TO BE DONE: Copy each of the following rows exactly as it appears, keeping every line in its original order.

- - -

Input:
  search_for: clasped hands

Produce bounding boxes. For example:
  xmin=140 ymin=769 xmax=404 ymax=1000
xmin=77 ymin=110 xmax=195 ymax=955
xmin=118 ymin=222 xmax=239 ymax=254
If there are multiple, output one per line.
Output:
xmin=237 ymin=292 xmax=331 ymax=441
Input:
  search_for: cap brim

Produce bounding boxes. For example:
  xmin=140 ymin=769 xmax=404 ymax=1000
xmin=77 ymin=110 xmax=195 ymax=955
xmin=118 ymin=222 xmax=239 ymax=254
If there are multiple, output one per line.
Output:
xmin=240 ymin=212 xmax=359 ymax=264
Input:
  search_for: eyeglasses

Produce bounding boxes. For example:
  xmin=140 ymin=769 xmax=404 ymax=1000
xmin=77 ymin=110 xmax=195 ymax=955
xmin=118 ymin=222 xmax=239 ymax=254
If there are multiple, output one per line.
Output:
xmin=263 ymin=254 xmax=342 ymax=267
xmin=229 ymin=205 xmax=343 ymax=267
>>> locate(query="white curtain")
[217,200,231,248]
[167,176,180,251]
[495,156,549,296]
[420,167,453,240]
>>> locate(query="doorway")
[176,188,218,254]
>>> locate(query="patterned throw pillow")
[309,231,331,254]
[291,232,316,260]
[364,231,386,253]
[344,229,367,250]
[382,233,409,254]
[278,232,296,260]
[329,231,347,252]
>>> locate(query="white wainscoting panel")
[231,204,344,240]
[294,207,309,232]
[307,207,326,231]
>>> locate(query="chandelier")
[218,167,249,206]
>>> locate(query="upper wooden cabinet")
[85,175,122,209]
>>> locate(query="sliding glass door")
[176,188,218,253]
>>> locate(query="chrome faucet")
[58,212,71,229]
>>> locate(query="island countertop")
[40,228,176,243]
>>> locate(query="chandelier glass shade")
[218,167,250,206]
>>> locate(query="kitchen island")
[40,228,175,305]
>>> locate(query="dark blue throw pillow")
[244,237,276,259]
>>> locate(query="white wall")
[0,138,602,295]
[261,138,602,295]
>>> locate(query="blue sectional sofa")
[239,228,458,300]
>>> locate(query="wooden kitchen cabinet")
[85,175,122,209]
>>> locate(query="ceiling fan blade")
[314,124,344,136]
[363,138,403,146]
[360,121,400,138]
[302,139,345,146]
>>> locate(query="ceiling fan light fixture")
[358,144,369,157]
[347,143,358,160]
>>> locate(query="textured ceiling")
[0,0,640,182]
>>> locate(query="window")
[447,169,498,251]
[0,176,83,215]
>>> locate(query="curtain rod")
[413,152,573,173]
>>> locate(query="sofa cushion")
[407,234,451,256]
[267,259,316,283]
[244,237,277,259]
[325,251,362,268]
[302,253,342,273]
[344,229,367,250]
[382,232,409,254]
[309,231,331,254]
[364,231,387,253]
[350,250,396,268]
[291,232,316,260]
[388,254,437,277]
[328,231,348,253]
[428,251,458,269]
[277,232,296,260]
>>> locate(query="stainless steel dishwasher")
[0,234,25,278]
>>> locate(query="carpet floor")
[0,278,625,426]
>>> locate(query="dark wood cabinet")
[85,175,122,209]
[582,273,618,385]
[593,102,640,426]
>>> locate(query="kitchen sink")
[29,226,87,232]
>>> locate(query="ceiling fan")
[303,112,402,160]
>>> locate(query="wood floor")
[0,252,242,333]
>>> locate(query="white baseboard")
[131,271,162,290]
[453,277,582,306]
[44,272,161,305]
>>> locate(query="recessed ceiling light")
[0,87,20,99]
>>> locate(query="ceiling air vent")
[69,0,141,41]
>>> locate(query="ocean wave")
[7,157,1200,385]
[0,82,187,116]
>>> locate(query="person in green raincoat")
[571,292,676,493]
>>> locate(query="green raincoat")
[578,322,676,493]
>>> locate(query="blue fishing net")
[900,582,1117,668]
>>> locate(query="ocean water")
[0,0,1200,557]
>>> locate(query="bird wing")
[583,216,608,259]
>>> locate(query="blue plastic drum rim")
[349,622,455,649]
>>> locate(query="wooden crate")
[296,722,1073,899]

- - -

RESULT:
Input:
  search_for: clasped hands

Produce bounding boxes. For example:
  xmin=140 ymin=769 xmax=404 ymax=1000
xmin=77 ymin=110 xmax=195 ymax=955
xmin=118 ymin=222 xmax=239 ymax=254
If there are multiple, output one per line.
Output:
xmin=237 ymin=292 xmax=331 ymax=441
Input:
  search_for: cap brim

Produce bounding boxes. For example:
  xmin=140 ymin=769 xmax=404 ymax=1000
xmin=77 ymin=110 xmax=195 ymax=955
xmin=118 ymin=222 xmax=239 ymax=254
If there are multiple, output one per line.
Output:
xmin=240 ymin=212 xmax=359 ymax=264
Input:
  search_for: eyeglasses

Produce bounding boxes. For example:
  xmin=140 ymin=769 xmax=404 ymax=1000
xmin=77 ymin=110 xmax=195 ymax=955
xmin=118 ymin=222 xmax=239 ymax=254
If there are multiple, output one per line.
Output:
xmin=263 ymin=254 xmax=342 ymax=267
xmin=229 ymin=205 xmax=343 ymax=267
>>> locate(query="white curtain")
[217,200,231,248]
[167,176,180,251]
[495,156,549,296]
[420,167,453,240]
>>> locate(query="doorway")
[176,188,218,254]
>>> locate(query="patterned throw pillow")
[309,231,331,254]
[291,232,316,260]
[364,231,386,253]
[344,229,367,250]
[382,233,409,254]
[278,232,296,260]
[329,231,347,252]
>>> locate(query="white wainscoting panel")
[231,204,344,240]
[294,207,309,232]
[307,207,326,231]
>>> locate(query="chandelier")
[218,167,249,206]
>>> locate(query="upper wooden cabinet")
[85,175,122,209]
>>> locate(query="sliding glass door")
[176,188,218,253]
>>> locate(query="chrome faucet")
[58,212,71,229]
>>> locate(query="island countertop")
[40,228,176,243]
>>> locate(query="chandelier glass shade")
[218,167,250,206]
>>> locate(query="kitchen island")
[40,228,175,305]
>>> locate(query="dark blue throw pillow")
[244,237,276,259]
>>> locate(query="white wall")
[0,138,602,295]
[261,138,602,295]
>>> locate(query="blue sectional sofa")
[239,228,458,300]
>>> locate(query="wooden kitchen cabinet")
[85,175,122,209]
>>> locate(query="ceiling fan blade")
[314,124,344,136]
[363,138,403,146]
[360,121,400,138]
[302,139,345,146]
>>> locate(query="ceiling fan light fixture")
[358,144,369,157]
[347,143,358,160]
>>> locate(query="textured ceiling")
[0,0,640,182]
>>> locate(query="window")
[447,169,498,251]
[0,176,83,215]
>>> locate(query="curtain rod")
[413,152,573,173]
>>> locate(query="sofa cushion")
[407,234,451,256]
[267,259,316,283]
[244,237,277,259]
[325,251,362,268]
[302,253,342,273]
[344,229,367,250]
[382,232,409,254]
[309,231,331,254]
[364,231,387,253]
[350,250,396,268]
[291,232,316,260]
[388,254,437,277]
[328,231,348,253]
[428,251,458,269]
[277,232,296,260]
>>> locate(query="stainless steel dishwasher")
[0,234,25,278]
>>> locate(query="carpet floor")
[0,278,625,426]
>>> locate(query="dark wood cabinet")
[85,175,122,209]
[582,273,618,385]
[593,102,640,426]
>>> locate(query="kitchen sink")
[29,226,87,232]
>>> locate(query="ceiling fan")
[303,112,402,160]
>>> locate(query="wood floor")
[0,252,242,333]
>>> locate(query="white baseboard")
[131,271,162,290]
[453,277,582,306]
[44,272,161,305]
>>> locate(query="recessed ceiling light")
[0,87,20,99]
>>> locate(query="ceiling air vent")
[69,0,141,41]
>>> locate(query="ocean wave")
[7,157,1200,385]
[0,82,187,116]
>>> locate(query="person in green raincoat")
[571,292,676,493]
>>> locate(query="green raincoat")
[578,322,676,493]
>>> locate(query="blue fishing net")
[900,582,1117,668]
>>> locate(query="ocean water")
[0,0,1200,557]
>>> locate(query="bird wing")
[583,216,608,259]
>>> locate(query="blue plastic drum rim")
[349,622,455,649]
>>> locate(query="wooden crate")
[296,722,1073,899]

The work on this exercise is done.